Pull out every line below that contains the string "gray", and list those lines unchanged.

====== TASK INPUTS

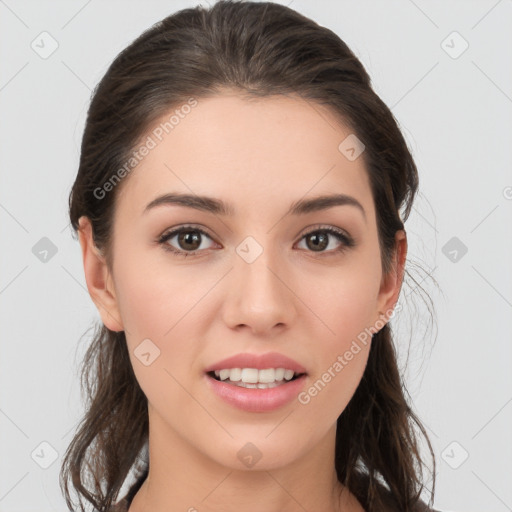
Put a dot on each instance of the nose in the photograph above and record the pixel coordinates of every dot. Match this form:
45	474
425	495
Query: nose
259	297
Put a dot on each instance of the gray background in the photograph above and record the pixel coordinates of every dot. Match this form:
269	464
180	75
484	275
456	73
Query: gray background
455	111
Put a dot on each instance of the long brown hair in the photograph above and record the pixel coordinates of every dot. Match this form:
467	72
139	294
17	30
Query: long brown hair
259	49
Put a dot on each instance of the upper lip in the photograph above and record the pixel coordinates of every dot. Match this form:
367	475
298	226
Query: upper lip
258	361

============
====== TASK INPUTS

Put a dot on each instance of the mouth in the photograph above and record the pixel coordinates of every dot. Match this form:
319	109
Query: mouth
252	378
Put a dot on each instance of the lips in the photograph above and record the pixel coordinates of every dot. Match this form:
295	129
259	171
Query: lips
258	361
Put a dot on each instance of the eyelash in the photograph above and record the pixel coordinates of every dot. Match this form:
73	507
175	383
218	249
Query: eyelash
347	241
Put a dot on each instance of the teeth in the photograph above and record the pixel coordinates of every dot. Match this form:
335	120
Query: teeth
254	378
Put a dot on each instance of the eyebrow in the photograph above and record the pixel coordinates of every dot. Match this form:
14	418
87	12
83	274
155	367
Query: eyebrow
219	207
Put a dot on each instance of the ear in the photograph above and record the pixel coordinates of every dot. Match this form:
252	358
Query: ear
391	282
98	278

============

FINISHED TASK:
Put a dot on each instance of the gray background in the photograph above and record the pixel coordinates of every dot. Match this form:
Query: gray background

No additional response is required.